----- Available data
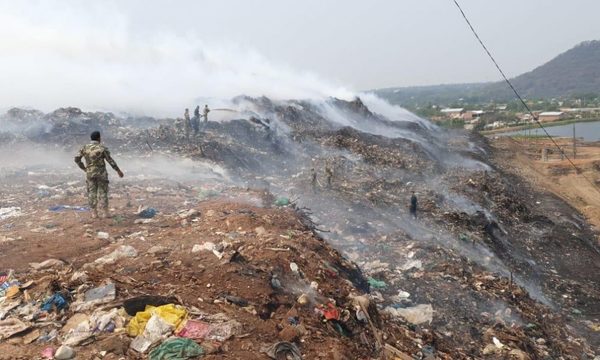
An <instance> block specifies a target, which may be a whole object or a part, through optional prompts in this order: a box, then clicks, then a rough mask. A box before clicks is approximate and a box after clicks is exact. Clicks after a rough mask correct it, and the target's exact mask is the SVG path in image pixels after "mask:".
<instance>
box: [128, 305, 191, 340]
mask: <svg viewBox="0 0 600 360" xmlns="http://www.w3.org/2000/svg"><path fill="white" fill-rule="evenodd" d="M153 314H156V315H158V316H159V317H160V318H161V319H163V320H164V321H165V322H167V323H168V324H169V325H173V327H174V328H175V329H177V328H178V327H179V325H180V324H181V322H182V321H183V320H184V319H185V317H186V316H187V311H186V310H185V308H183V307H181V306H179V305H174V304H168V305H162V306H158V307H155V306H151V305H146V309H145V310H144V311H140V312H138V313H137V314H135V316H134V317H133V318H132V319H131V321H130V322H129V324H127V334H129V336H138V335H139V334H141V333H143V332H144V329H145V328H146V324H147V323H148V320H150V318H151V317H152V315H153Z"/></svg>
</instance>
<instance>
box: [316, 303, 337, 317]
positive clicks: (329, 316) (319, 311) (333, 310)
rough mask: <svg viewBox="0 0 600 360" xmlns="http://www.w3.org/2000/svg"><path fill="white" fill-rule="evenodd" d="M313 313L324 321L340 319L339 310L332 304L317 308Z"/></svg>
mask: <svg viewBox="0 0 600 360" xmlns="http://www.w3.org/2000/svg"><path fill="white" fill-rule="evenodd" d="M315 312H317V313H318V314H320V315H321V316H322V317H323V318H324V319H325V320H326V321H329V320H339V319H340V310H339V309H338V308H337V307H335V305H333V304H332V303H327V305H319V306H317V307H316V308H315Z"/></svg>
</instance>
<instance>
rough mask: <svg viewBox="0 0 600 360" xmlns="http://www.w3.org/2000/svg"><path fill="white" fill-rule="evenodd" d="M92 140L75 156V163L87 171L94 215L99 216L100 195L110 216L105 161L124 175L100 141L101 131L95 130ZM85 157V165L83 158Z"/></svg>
mask: <svg viewBox="0 0 600 360" xmlns="http://www.w3.org/2000/svg"><path fill="white" fill-rule="evenodd" d="M91 139H92V142H91V143H89V144H86V145H84V146H83V147H82V148H81V150H80V151H79V154H77V156H75V163H76V164H77V165H78V166H79V167H80V168H81V170H83V171H85V173H86V180H87V191H88V201H89V204H90V208H91V210H92V217H94V218H96V217H98V197H100V201H101V204H100V205H101V207H102V210H103V212H104V214H103V215H104V217H108V172H107V171H106V165H105V164H104V161H105V160H106V162H108V163H109V164H110V166H112V168H113V169H114V170H115V171H116V172H117V174H119V177H123V172H122V171H121V170H120V169H119V166H118V165H117V163H116V162H115V161H114V160H113V159H112V157H110V152H109V151H108V149H107V148H106V147H105V146H104V145H102V144H101V143H100V132H98V131H94V132H93V133H92V135H91ZM83 158H85V165H84V164H83V162H82V161H81V159H83Z"/></svg>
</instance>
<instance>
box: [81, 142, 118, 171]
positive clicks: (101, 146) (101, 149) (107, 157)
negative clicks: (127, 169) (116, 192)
mask: <svg viewBox="0 0 600 360" xmlns="http://www.w3.org/2000/svg"><path fill="white" fill-rule="evenodd" d="M83 158H85V165H84V164H83V162H82V161H81V159H83ZM104 160H106V162H108V163H109V164H110V166H112V168H113V169H115V171H119V166H117V163H116V162H115V161H114V160H113V159H112V157H110V152H109V151H108V149H107V148H106V147H105V146H104V145H102V144H100V143H99V142H98V141H92V142H91V143H89V144H86V145H84V146H83V147H82V148H81V150H79V154H77V156H75V163H76V164H77V165H78V166H79V167H80V168H81V169H82V170H84V171H85V172H86V174H87V178H88V179H96V180H107V181H108V173H107V172H106V165H105V164H104Z"/></svg>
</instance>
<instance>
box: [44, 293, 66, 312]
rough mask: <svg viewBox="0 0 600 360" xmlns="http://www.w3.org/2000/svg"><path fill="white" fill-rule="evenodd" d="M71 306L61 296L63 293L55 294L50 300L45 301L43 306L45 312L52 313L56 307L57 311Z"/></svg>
mask: <svg viewBox="0 0 600 360" xmlns="http://www.w3.org/2000/svg"><path fill="white" fill-rule="evenodd" d="M68 305H69V304H68V303H67V300H66V299H65V298H64V297H63V296H62V295H61V293H55V294H54V295H52V296H51V297H50V298H49V299H48V300H46V301H44V303H43V304H42V306H41V309H42V310H43V311H47V312H50V311H52V309H53V308H55V307H56V310H62V309H64V308H66V307H67V306H68Z"/></svg>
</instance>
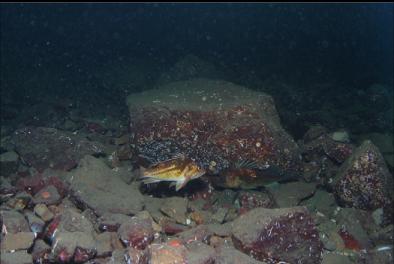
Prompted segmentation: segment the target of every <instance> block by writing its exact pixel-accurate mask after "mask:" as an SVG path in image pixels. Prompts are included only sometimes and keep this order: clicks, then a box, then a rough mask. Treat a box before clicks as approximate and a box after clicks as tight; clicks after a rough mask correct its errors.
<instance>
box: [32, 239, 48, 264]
mask: <svg viewBox="0 0 394 264" xmlns="http://www.w3.org/2000/svg"><path fill="white" fill-rule="evenodd" d="M50 252H51V247H50V246H49V245H48V244H46V243H45V242H44V240H41V239H36V241H34V246H33V250H32V253H31V254H32V256H33V260H34V263H50V261H49V255H50Z"/></svg>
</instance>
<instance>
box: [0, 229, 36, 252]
mask: <svg viewBox="0 0 394 264" xmlns="http://www.w3.org/2000/svg"><path fill="white" fill-rule="evenodd" d="M34 238H35V236H34V233H33V232H19V233H16V234H12V233H8V234H7V235H5V236H4V237H3V238H2V241H1V250H6V251H11V250H21V249H28V248H30V247H31V245H32V244H33V241H34Z"/></svg>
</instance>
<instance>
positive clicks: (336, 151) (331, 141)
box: [302, 133, 354, 164]
mask: <svg viewBox="0 0 394 264" xmlns="http://www.w3.org/2000/svg"><path fill="white" fill-rule="evenodd" d="M302 149H303V153H304V156H305V158H306V160H308V161H311V160H318V159H319V157H321V156H322V155H325V156H328V157H329V158H330V159H332V160H333V161H335V162H336V163H339V164H341V163H343V162H344V161H345V160H346V159H347V158H348V157H349V156H350V155H351V154H352V153H353V151H354V147H353V146H352V145H351V144H349V143H343V142H338V141H335V140H334V139H332V138H331V137H330V136H329V135H328V134H325V133H323V134H321V135H320V136H319V137H317V138H315V139H313V140H311V141H307V142H305V143H304V145H303V147H302Z"/></svg>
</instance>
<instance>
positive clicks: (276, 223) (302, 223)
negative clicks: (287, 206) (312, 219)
mask: <svg viewBox="0 0 394 264" xmlns="http://www.w3.org/2000/svg"><path fill="white" fill-rule="evenodd" d="M232 233H233V236H232V238H233V243H234V246H235V247H236V248H237V249H238V250H241V251H242V252H244V253H246V254H249V255H250V256H252V257H253V258H255V259H257V260H260V261H267V262H270V261H272V262H278V261H286V262H289V263H320V261H321V252H322V249H323V247H322V243H321V241H320V239H319V234H318V232H317V229H316V226H315V224H314V223H313V220H312V218H311V216H310V215H309V213H308V211H307V210H306V208H304V207H293V208H280V209H266V208H256V209H253V210H251V211H249V212H248V213H246V214H244V215H241V216H240V217H239V218H237V219H236V220H235V221H234V222H233V230H232Z"/></svg>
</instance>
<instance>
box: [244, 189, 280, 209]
mask: <svg viewBox="0 0 394 264" xmlns="http://www.w3.org/2000/svg"><path fill="white" fill-rule="evenodd" d="M237 201H238V203H239V206H240V208H243V210H250V209H254V208H257V207H264V208H273V207H274V205H275V201H274V200H273V199H272V196H271V195H270V194H269V193H268V192H261V191H241V192H240V193H239V194H238V197H237Z"/></svg>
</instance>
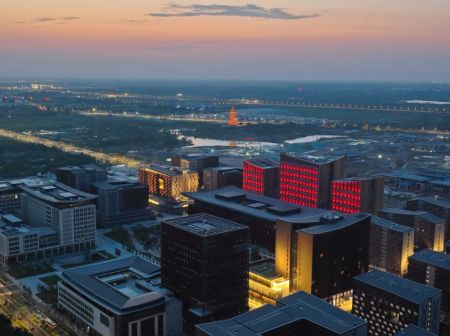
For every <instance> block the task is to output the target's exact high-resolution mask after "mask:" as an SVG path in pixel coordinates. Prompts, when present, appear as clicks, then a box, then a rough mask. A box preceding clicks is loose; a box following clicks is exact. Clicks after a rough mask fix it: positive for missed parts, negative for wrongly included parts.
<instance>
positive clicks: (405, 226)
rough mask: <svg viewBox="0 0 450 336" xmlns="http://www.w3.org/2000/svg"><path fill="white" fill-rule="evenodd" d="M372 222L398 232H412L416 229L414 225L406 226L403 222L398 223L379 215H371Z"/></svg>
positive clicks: (378, 225) (375, 224)
mask: <svg viewBox="0 0 450 336" xmlns="http://www.w3.org/2000/svg"><path fill="white" fill-rule="evenodd" d="M371 223H372V224H375V225H378V226H382V227H384V228H386V229H389V230H392V231H397V232H401V233H403V232H412V231H414V229H413V228H412V227H409V226H405V225H401V224H397V223H395V222H392V221H390V220H387V219H384V218H381V217H378V216H372V217H371Z"/></svg>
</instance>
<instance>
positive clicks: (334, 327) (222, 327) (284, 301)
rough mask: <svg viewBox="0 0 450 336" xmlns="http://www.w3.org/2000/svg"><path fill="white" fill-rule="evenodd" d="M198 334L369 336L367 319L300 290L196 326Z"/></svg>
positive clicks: (227, 334) (206, 335)
mask: <svg viewBox="0 0 450 336" xmlns="http://www.w3.org/2000/svg"><path fill="white" fill-rule="evenodd" d="M196 335H197V336H235V335H245V336H264V335H267V336H268V335H270V336H311V335H314V336H319V335H320V336H322V335H323V336H337V335H341V336H367V322H366V321H364V320H363V319H360V318H358V317H356V316H354V315H352V314H349V313H346V312H344V311H342V310H340V309H338V308H336V307H333V306H332V305H330V304H328V303H326V302H324V301H322V300H320V299H319V298H317V297H315V296H313V295H309V294H307V293H305V292H298V293H295V294H292V295H290V296H287V297H285V298H283V299H281V300H277V303H276V306H271V305H265V306H263V307H261V308H258V309H255V310H252V311H250V312H247V313H244V314H241V315H239V316H236V317H234V318H232V319H229V320H224V321H217V322H212V323H206V324H201V325H198V326H197V332H196Z"/></svg>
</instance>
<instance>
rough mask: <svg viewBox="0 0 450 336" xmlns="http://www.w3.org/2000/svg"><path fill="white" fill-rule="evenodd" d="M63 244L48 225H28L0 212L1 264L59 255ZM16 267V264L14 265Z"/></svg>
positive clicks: (51, 256) (53, 231) (14, 264)
mask: <svg viewBox="0 0 450 336" xmlns="http://www.w3.org/2000/svg"><path fill="white" fill-rule="evenodd" d="M60 248H62V250H63V251H64V246H61V245H59V243H58V233H57V232H56V230H55V229H53V228H52V227H50V226H40V227H30V226H27V225H25V224H24V223H23V221H22V220H21V219H20V218H18V217H16V216H14V215H10V214H5V213H3V214H0V263H1V265H3V266H10V265H15V264H18V263H27V262H32V261H37V260H41V259H45V258H50V257H53V256H58V255H60V252H61V249H60ZM15 267H18V266H15Z"/></svg>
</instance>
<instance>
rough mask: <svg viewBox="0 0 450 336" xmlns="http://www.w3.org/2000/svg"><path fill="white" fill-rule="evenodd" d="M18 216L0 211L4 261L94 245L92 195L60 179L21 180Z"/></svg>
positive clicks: (20, 261)
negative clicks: (41, 182) (76, 187)
mask: <svg viewBox="0 0 450 336" xmlns="http://www.w3.org/2000/svg"><path fill="white" fill-rule="evenodd" d="M17 188H20V190H21V191H22V194H21V202H22V205H21V210H20V213H21V216H22V217H21V219H19V218H17V217H15V216H12V215H8V214H3V215H2V216H1V217H2V220H1V221H0V226H1V229H0V240H1V241H2V242H3V244H2V246H1V248H0V253H1V259H2V260H1V261H2V263H3V264H10V263H11V262H15V263H22V262H30V261H34V260H39V259H45V258H51V257H56V256H60V255H64V254H71V253H80V252H83V251H89V250H91V249H94V248H95V228H96V219H95V217H96V211H95V204H94V202H95V199H96V196H95V195H91V194H87V193H84V192H82V191H79V190H75V189H72V188H70V187H68V186H66V185H64V184H61V183H47V184H43V185H40V184H34V185H32V184H28V185H25V184H20V185H18V186H17Z"/></svg>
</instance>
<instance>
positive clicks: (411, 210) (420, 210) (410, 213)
mask: <svg viewBox="0 0 450 336" xmlns="http://www.w3.org/2000/svg"><path fill="white" fill-rule="evenodd" d="M379 212H381V213H390V214H394V215H401V216H417V217H420V218H422V219H424V220H426V221H428V222H431V223H435V224H440V223H442V222H443V221H444V219H443V218H442V217H438V216H436V215H433V214H431V213H429V212H426V211H423V210H407V209H400V208H384V209H380V210H379Z"/></svg>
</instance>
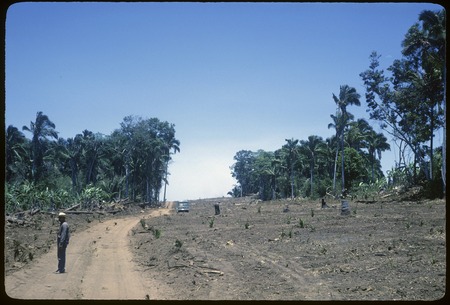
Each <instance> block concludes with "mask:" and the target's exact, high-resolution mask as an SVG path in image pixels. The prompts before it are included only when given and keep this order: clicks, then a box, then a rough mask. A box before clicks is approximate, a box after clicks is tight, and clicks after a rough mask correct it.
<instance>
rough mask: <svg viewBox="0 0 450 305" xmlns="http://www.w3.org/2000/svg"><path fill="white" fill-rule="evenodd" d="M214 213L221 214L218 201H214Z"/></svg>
mask: <svg viewBox="0 0 450 305" xmlns="http://www.w3.org/2000/svg"><path fill="white" fill-rule="evenodd" d="M214 212H215V213H214V214H215V215H219V214H220V206H219V204H218V203H214Z"/></svg>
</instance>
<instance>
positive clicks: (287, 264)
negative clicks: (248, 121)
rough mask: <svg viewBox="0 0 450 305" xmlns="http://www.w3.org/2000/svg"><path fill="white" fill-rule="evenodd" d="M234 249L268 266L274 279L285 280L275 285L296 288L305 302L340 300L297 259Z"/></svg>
mask: <svg viewBox="0 0 450 305" xmlns="http://www.w3.org/2000/svg"><path fill="white" fill-rule="evenodd" d="M232 247H233V252H236V253H237V255H238V256H242V257H244V256H245V258H246V259H247V260H248V259H250V261H253V262H256V263H257V264H258V265H260V266H266V268H268V269H269V270H270V271H268V272H269V273H270V274H271V276H272V277H273V278H282V279H283V281H282V282H280V283H273V284H274V285H290V286H292V287H295V289H296V290H297V293H298V294H299V295H301V296H302V297H303V299H304V300H329V299H330V298H331V299H333V298H335V299H336V298H337V299H339V296H338V295H337V294H336V293H333V294H331V289H329V287H328V284H327V283H326V282H325V281H324V280H323V279H320V278H318V277H317V276H316V275H314V274H313V273H312V272H310V271H308V270H306V269H305V268H303V267H302V266H301V265H300V263H298V262H297V261H296V260H295V258H292V259H289V260H287V259H286V257H284V256H282V255H279V254H276V253H274V252H270V253H269V252H261V251H260V250H258V249H256V248H254V247H253V246H251V245H249V244H245V245H239V244H234V245H233V246H232ZM276 274H278V275H276ZM215 292H216V289H215V288H214V287H213V288H212V289H211V293H212V294H215Z"/></svg>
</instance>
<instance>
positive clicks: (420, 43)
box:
----------
# What the task requires:
Gather each line in the entries above where the string "when" is found.

# Finished task:
For every <instance> block the task is to output the target's exact high-resolution mask after "mask:" as an SVG path in pixel coordinates. Prompts, when present, appear as clicks, then a box, then a rough mask. A box preceding clicks is loose; a box following clicks is exact. Clicks after a rough mask fix it: positive for missed parts, negative for wrongly included parts.
Each <instance> block concludes with "mask:" and the target's exact, high-resolution mask as an SVG path in image pixels. The prompts before it are included only when given and keep this order: clicks, then a box, then a rough mask. A box before clicks is approximate, a box after clicks is tight, and clicks after a rough mask correct it.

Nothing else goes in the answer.